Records
--- START ---
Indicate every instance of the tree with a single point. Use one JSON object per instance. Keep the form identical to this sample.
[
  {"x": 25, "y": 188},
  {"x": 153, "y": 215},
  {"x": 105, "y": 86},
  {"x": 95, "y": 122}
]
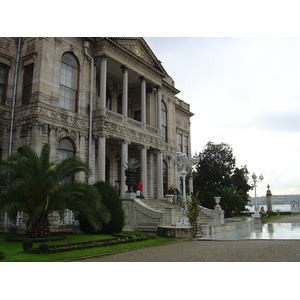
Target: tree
[
  {"x": 112, "y": 201},
  {"x": 215, "y": 168},
  {"x": 192, "y": 209},
  {"x": 217, "y": 175},
  {"x": 35, "y": 186},
  {"x": 230, "y": 201},
  {"x": 241, "y": 185}
]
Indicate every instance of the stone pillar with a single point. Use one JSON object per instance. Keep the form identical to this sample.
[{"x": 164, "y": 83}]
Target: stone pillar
--- END ---
TASK BRIEF ->
Copy every row above word for word, leaving out the pictures.

CORRECT OUTPUT ->
Indicate every instance of the tree with a single point. Use one JSON object per instance. Keep the form identical to this sample.
[
  {"x": 25, "y": 188},
  {"x": 153, "y": 215},
  {"x": 105, "y": 86},
  {"x": 95, "y": 122}
]
Target: tree
[
  {"x": 112, "y": 201},
  {"x": 215, "y": 168},
  {"x": 192, "y": 209},
  {"x": 217, "y": 175},
  {"x": 35, "y": 186},
  {"x": 230, "y": 201},
  {"x": 241, "y": 185}
]
Indicate every instance of the stone pillar with a single point. Use one JSON object per instance. Keep the form identical to this sample.
[{"x": 164, "y": 83}]
Target: stone pillar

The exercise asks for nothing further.